■ **Task requirements**
An exact copy of the listing below is the answer, with the pictures removed.

■ **Recorded information**
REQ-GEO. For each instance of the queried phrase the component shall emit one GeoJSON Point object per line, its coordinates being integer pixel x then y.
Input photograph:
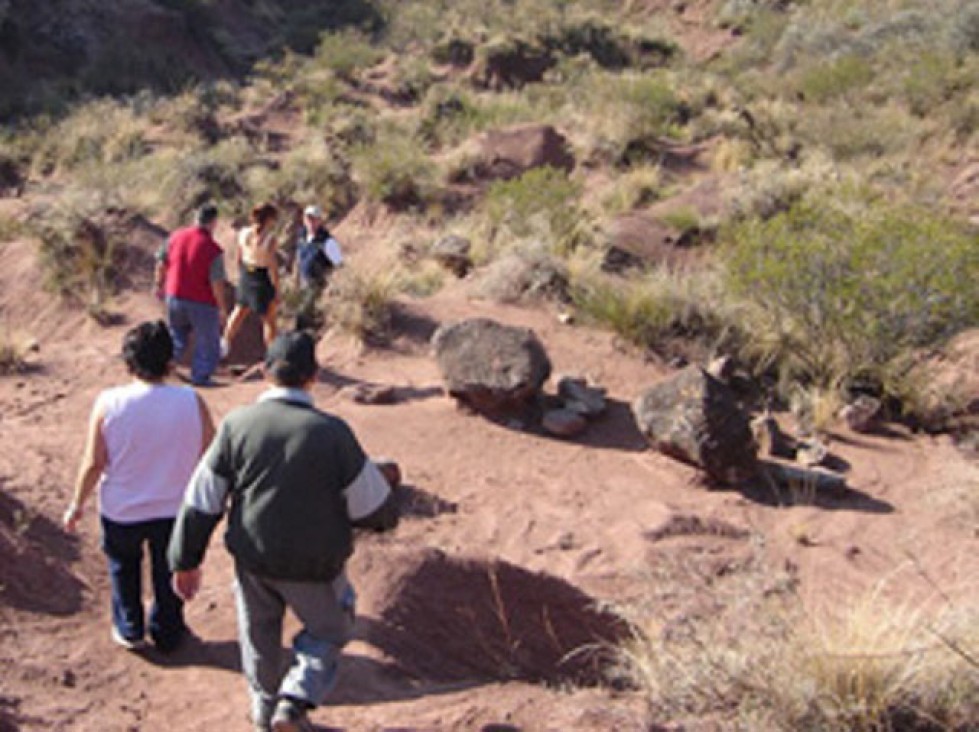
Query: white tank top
{"type": "Point", "coordinates": [153, 439]}
{"type": "Point", "coordinates": [256, 251]}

■ **Exercise answer**
REQ-GEO. For each instance of the queried phrase the component shall emit one GeoJSON Point object per line, its coordinates being integer pixel x then y.
Input photograph:
Query: white tank top
{"type": "Point", "coordinates": [153, 439]}
{"type": "Point", "coordinates": [256, 251]}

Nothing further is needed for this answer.